Short problem A:
Answer these questions from the FreeBSD laptop thread:
(i) Which kind of graphics does the first reply say the laptop uses?
(ii) Which system does Oko say runs on more architectures than Linux?
(iii) Which wireless card is listed for the second laptop?
Short problem B: Reproduce the stretch of the FreeBSD laptop thread from "That is true." through "not and so on.".
Short problem C: Write what comes next in the FreeBSD laptop thread, picking up after its final reply.

___ Excerpt provided ___

Maybe. The wireless card likely won't work and you might have a problem with graphics given it looks like from what you posted above, the laptop uses Hybrid(Nvidia Optimus) graphics, but everything else should work under FreeBSD. Back up your data, give FreeBSD a spin, and post any questions/problems you have in a new thread(s).


----------



## Oko (Sep 15, 2015)

motorcycloid said:


> I've been using Linux for more than 3 years and I'm willing to to try out FreeBSD, as I read it doesn't run on any system like Linux would.


That is true. Linux runs on more architectures than FreeBSD. However your computer is a standard amd64 architecture so it will of course run. On another hand NetBSD runs on more architectures than Linux so no big deal if you want to run BSD.

More seriously  what you meant to ask is if your laptop is fully supported by FreeBSD i.e. if suspend/resume will work as expected, wireless, graphics with 3d acceleration and similar.

It is very unlikely that FreeBSD will work "better" than Ubuntu or RHEL on your laptop. Actually I am almost certain that your wireless card is closed hardware and will not work. NVIDIA GF108M maybe with binary blob driver. Suspend/resume most likely not and so on.

On another hand if you are willing to sacrifice few minor things you will get the most advanced file system with full Journalling, a decent firewall, being free of systemd. Hell you might even want to run the browser in the Jail. Depends what are your priorities. If you don't know what I am talking about than most likely you don't need FreeBSD to begin with.


----------



## motorcycloid (Sep 15, 2015)

I appreciate your responses

what about my second laptop it's much older and doesn't have a dedicated graphics card?


*Machine #2*:
HP Compaq 6720s version: F.09 Chassis: type: 10

*CPU*:
Dual core Intel Core2 Duo CPU T5470 (-MCP-) cache: 2048 KB flags: (lm nx sse sse2 sse3 ssse3) bmips: 6383.94
Clock Speeds: 1: 1200.00 MHz 2: 800.00 MHz

*Graphics*: 
Intel Mobile GME965/GLE960 Integrated Graphics Controller

*Audio*:  
Intel 82801H (ICH8 Family) HD Audio Controller driver

*Network*:  
Card-1: Intel PRO/Wireless 3945ABG [Golan] Network Connection
Card-2: Intel 82562GT 10/100 Network Connection


----------



## Oko (Sep 15, 2015)

Suspend/resume would probably not work. The rest should be OK.

___ Data provided ___

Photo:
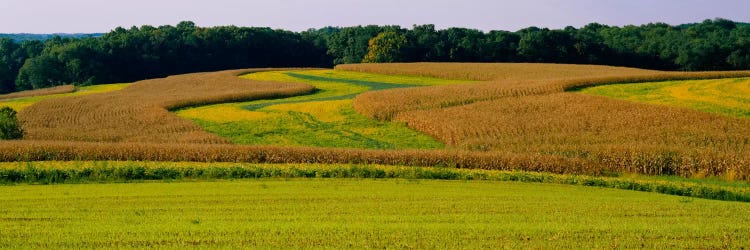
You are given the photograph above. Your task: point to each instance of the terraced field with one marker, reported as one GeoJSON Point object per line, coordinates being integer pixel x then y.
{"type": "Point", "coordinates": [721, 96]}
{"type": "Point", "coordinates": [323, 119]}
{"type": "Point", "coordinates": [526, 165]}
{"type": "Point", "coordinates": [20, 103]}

___
___ Data provided ___

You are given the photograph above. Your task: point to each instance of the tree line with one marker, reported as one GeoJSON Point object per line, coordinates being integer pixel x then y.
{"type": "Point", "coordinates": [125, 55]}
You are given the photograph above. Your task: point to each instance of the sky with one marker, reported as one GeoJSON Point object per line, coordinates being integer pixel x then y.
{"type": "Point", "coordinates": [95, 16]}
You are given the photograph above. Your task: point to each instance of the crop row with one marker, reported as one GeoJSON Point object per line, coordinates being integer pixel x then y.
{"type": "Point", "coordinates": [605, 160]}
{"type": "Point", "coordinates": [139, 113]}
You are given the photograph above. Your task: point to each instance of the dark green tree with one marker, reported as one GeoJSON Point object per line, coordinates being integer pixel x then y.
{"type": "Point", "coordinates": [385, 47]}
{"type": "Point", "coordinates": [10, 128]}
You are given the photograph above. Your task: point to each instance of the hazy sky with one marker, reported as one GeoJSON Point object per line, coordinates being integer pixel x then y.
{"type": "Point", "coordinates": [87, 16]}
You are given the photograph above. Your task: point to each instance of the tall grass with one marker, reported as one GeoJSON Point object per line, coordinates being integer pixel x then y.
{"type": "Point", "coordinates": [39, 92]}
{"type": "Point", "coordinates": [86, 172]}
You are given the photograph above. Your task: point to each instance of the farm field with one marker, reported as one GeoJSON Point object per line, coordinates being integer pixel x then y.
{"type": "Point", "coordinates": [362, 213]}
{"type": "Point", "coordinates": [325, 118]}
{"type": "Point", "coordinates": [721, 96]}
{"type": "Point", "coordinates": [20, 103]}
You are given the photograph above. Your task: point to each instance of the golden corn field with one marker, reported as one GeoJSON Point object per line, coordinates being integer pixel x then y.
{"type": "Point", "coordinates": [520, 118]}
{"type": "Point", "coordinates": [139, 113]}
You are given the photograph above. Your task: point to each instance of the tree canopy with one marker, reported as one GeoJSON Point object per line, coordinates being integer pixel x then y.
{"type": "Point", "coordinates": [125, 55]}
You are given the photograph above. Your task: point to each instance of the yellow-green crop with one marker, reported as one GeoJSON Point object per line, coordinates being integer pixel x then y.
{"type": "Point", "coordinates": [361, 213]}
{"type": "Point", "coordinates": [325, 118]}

___
___ Data provided ___

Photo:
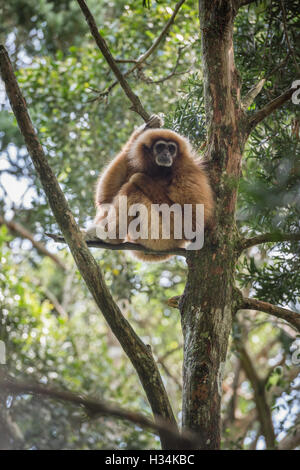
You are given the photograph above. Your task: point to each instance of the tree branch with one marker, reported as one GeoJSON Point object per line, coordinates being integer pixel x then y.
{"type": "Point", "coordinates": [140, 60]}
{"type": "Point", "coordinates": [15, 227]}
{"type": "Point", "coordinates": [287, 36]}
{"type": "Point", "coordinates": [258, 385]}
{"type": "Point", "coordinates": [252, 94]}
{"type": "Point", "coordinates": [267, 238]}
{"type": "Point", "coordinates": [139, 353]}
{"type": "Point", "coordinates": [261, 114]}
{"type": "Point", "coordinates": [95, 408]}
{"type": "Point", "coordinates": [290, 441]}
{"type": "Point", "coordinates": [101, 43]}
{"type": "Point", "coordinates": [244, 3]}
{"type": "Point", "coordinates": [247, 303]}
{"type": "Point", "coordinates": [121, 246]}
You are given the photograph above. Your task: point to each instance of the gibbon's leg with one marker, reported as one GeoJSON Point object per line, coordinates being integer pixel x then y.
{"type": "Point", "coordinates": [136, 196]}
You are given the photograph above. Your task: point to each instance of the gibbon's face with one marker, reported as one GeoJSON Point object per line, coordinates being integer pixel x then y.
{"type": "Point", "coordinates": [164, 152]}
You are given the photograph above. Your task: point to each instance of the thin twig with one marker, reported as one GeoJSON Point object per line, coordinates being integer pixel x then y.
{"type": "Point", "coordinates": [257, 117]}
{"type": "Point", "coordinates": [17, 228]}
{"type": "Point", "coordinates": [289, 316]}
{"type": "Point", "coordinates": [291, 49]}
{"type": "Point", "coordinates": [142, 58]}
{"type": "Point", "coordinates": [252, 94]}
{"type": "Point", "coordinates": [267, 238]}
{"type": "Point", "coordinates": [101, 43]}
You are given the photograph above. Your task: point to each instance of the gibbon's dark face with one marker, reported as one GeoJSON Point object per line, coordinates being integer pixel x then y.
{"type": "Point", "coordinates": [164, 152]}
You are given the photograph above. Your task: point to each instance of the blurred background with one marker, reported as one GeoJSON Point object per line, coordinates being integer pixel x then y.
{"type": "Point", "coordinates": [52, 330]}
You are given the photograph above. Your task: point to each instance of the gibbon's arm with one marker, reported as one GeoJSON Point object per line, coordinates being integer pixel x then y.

___

Exercise response A:
(i) Hybrid (Nvidia Optimus) graphics
(ii) NetBSD
(iii) Intel PRO/Wireless 3945ABG [Golan] Network Connection

Exercise response B:
That is true. Linux runs on more architectures than FreeBSD. However your computer is a standard amd64 architecture so it will of course run. On another hand NetBSD runs on more architectures than Linux so no big deal if you want to run BSD.

More seriously  what you meant to ask is if your laptop is fully supported by FreeBSD i.e. if suspend/resume will work as expected, wireless, graphics with 3d acceleration and similar.

It is very unlikely that FreeBSD will work "better" than Ubuntu or RHEL on your laptop. Actually I am almost certain that your wireless card is closed hardware and will not work. NVIDIA GF108M maybe with binary blob driver. Suspend/resume most likely not and so on.

Exercise response C:
----------



## User7 (Sep 18, 2015)

Install FreeBSD on pendrive.


----------



## UnixRocks (Oct 1, 2015)

motorcycloid said:


> I've been using Linux for more than 3 years and I'm willing to to try out FreeBSD, as I read it doesn't run on any system like Linux would.
> 
> Here are my system's specs pls please check them out.
> ...
> ...



Looks like someone got that wireless chip working with FreeBSD - http://blog.cochard.me/2012/10/using-bcm4313-wireless-chip-under.html


----------



## cpm@ (Oct 1, 2015)

Currently, I'm using FreeBSD 10.2-RELEASE on a Toshiba Portégé Z830-10F. It works like a charm


----------



## tingo (Oct 2, 2015)

UnixRocks said:


> Looks like someone got that wireless chip working with FreeBSD - http://blog.cochard.me/2012/10/using-bcm4313-wireless-chip-under.html


By using ndis(4) yes. The problem with ndis(4) (based on reports in FreeBSD forum and mailing lists) is that it is a hit or miss affair; some people will get it to work and some won't. Also, it tends to break on system upgrades.


----------



## MorgothV8 (Oct 20, 2015)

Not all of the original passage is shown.